◆ GIVEN EXERCISE A: In the forum thread on new resorts, when is the Maui Ocean Club Napili tower expected to open?
◆ GIVEN EXERCISE B: Pick up the forum thread on new resorts after its last sentence and continue it.
[START OF TEXT EXTRACT]
# Confirmed New Resorts - where and when they will open?



## seema (Jul 29, 2007)

Doing a search function, I see several threads on proposed new resorts. 

However, my question is slightly different - I want to know which resorts (on a confirmed basis) will open in the next year or two - where and when?

PS-What new resorts opened this year, or last year?


----------



## Dave M (Jul 29, 2007)

I think I have most of them….

Recently opened:

St. Kitts Beach Club (2007)
Frenchman’s Cove, St. Thomas (early 2007)
Grand Chateau, Las Vegas (late 2005)
Maui Ocean Club Lahaina tower (2007)
SurfWatch, Hilton Head (early 2006)

Confirmed:

Ocean Pointe II (site confirmed, but no date announced)
Crystal Shores at Marco Island (scheduled to open next year)
Cancun (site confirmed, but no date announced)
Grande Lakes (the Grande Vista sequel; I’m not sure if it has been announced, but it’s definite)


----------



## ramsfan (Jul 30, 2007)

Hey Dave,

We just came back from Ocean Pointe and attended a sales presentation....there was no mention of an Ocean Pointe 2.  They did say there was a Marriott hotel that would be opening North of the Ocean Pointe location on Singer Island. 

Will Ocean Pointe 2 be an extension of the current property?

Thanks!


----------



## GaryDouglas (Jul 30, 2007)

*One more...*

Maui Ocean Club Napili tower (Early 2009)


----------



## Dave M (Jul 30, 2007)

ramsfan - the two are the same resort. It doesn't have a name yet, so it has often been called "Ocean Pointe 2" here.

Thanks for the addition, Gary.


----------



## thinze3 (Jul 30, 2007)

Dave M said:


> ramsfan - the two are the same resort. It doesn't have a name yet, so it has often been called "Ocean Pointe 2" here.
> 
> Thanks for the addition, Gary.




We too were recently at Ocean Pointe. We were told that there was going to be a Marriott Hotel at the site across the street from the local beach park. Demolition had already begun. This was about 1/2 mile away from OP.
[END OF TEXT EXTRACT]
[START OF RECORDS SHOWN]
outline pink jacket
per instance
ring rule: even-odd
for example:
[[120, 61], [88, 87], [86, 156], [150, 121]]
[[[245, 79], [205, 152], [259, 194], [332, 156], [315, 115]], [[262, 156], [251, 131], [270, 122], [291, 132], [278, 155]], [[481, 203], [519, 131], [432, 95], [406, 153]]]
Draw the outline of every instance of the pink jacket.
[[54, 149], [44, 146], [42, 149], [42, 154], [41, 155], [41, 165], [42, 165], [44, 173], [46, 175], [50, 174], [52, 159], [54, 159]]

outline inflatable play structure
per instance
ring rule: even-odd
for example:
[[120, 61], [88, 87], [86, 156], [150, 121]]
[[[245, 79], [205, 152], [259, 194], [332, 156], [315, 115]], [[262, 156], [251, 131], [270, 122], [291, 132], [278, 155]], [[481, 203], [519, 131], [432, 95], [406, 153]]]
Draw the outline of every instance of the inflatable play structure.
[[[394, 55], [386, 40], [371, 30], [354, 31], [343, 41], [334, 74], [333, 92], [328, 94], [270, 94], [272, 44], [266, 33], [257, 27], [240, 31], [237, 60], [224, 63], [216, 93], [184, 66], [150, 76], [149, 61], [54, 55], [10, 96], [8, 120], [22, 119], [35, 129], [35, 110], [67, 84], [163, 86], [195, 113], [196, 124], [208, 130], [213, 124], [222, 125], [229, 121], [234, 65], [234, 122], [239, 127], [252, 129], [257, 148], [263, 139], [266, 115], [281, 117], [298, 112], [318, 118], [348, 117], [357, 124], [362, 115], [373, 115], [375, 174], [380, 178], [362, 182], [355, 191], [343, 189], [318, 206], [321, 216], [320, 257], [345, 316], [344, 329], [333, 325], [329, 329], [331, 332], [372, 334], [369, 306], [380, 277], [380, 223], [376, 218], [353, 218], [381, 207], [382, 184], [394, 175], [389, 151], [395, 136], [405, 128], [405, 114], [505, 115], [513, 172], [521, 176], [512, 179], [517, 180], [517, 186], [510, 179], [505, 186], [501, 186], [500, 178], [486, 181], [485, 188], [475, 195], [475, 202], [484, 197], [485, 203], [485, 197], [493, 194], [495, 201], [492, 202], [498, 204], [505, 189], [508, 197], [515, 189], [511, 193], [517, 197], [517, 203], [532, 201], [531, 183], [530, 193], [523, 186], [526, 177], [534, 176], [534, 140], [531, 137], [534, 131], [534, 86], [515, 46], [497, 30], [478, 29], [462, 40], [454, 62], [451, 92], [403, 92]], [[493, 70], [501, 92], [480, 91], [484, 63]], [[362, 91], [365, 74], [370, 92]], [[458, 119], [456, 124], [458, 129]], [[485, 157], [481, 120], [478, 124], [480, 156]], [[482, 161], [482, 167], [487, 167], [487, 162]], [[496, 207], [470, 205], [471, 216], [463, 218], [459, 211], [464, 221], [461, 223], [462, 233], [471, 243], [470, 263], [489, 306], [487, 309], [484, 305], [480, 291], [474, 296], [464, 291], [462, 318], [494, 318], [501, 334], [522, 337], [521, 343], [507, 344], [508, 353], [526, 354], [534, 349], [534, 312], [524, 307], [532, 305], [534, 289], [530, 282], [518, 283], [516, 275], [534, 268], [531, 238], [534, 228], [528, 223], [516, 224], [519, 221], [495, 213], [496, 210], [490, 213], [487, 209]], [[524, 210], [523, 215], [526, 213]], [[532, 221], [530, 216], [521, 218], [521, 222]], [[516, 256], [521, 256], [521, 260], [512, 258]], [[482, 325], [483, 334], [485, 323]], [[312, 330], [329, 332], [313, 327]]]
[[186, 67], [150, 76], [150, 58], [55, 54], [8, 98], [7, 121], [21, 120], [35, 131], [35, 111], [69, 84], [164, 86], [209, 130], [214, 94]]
[END OF RECORDS SHOWN]
[START OF RECORDS SHOWN]
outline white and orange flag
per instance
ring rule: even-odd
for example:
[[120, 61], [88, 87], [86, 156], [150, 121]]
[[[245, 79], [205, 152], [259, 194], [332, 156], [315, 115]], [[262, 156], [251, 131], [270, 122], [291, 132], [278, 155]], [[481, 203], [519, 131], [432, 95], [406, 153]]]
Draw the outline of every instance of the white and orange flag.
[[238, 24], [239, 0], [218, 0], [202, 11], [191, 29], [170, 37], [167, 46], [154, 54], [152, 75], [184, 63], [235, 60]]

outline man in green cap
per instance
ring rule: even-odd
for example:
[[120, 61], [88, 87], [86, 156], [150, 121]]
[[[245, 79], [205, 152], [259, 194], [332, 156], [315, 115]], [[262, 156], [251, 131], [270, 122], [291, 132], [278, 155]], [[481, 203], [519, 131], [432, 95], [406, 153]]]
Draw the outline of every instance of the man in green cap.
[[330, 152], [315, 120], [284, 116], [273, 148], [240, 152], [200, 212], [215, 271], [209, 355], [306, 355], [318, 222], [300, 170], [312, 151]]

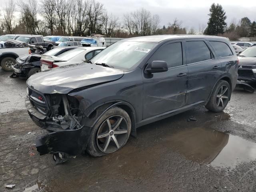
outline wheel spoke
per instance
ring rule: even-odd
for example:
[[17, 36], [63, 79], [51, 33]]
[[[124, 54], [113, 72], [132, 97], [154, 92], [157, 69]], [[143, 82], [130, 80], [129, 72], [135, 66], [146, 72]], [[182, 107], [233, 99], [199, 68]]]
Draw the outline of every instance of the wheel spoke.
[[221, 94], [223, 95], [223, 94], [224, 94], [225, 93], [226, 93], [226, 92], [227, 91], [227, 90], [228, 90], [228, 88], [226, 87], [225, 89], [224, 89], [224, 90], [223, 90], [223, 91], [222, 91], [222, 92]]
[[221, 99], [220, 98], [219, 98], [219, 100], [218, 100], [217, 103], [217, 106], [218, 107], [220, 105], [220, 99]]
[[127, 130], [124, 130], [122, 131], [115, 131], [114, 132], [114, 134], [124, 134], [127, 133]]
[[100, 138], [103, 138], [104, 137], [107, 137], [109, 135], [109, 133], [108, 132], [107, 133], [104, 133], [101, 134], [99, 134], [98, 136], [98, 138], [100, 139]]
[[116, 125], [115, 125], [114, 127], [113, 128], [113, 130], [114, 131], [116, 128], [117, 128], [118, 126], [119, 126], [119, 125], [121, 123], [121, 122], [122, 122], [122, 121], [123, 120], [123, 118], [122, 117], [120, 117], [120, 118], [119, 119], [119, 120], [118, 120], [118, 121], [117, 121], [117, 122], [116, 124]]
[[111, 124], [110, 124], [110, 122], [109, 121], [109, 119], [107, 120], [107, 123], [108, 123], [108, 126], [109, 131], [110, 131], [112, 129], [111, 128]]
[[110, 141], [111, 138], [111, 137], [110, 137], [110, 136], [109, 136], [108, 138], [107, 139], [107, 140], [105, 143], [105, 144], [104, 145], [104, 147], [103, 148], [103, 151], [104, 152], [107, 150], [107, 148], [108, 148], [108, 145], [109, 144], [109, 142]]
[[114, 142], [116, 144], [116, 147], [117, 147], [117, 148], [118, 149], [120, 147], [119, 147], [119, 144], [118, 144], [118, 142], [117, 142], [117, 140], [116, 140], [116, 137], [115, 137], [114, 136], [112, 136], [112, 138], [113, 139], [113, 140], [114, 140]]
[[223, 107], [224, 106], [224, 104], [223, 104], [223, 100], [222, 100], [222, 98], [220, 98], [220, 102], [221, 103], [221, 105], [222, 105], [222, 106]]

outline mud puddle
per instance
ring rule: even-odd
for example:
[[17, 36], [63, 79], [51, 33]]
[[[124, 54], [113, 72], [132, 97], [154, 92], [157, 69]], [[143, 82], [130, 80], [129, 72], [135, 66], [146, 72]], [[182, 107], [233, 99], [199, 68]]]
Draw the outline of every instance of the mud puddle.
[END OF RECORDS SHOWN]
◆ RIGHT ANSWER A: Early 2009.

◆ RIGHT ANSWER B:
Up the road a bit, Marriott has also tentatively agreed with Riviera Beach city council on terms which would allow Marriott to tear down the old Crown Plaza and build a couple of Marriott Vacation Club multistory buildings.

This would have be totally separate from Ocean Pointe which is a 1-1/2 miles south and in the city of Palm Beach Shores.

Ocean Pointe has and old condo building that isolates its newest buidling - the Kingfish Bldg on the south end. Marriott has made a couple of offers to buy this complex, but the owners of the condo, can't agree whether or not to sale.


----------



## dougp26364 (Jul 31, 2007)

thinze3 said:


> We too were recently at Ocean Pointe. We were told that there was going to be a Marriott Hotel at the site across the street from the local beach park. Demolition had already begun. This was about 1/2 mile away from OP.
> 
> 
> Up the road a bit, Marriott has also tentatively agreed with Riviera Beach city council on terms which would allow Marriott to tear down the old Crown Plaza and build a couple of Marriott Vacation Club multistory buildings.
> ...



Hmmm, last I read on this the city council had put so many restrictions on it, including height restrictions, that Marriott and the developer told the goodbye. I wonder if the Riviera Beach had a change of heart? I sort of doubt it as there was a lot of public opposition to the proposal. 

The OP 2 was well up the road around where the Hilton Hotel is. The hotel (Crown Park I think?) it was to replace wasn't accepting reservations past the last day of July last I looked. I'm not at home right at the moment so I'll have to go be and look up my info, then check the old hotels web site and see if they still aren't accepting reservations. The site was probably 2 miles north, maybe a little further but it was definately not the site of the old Ocean Mall that was looking pretty ratty.


----------



## Dave M (Jul 31, 2007)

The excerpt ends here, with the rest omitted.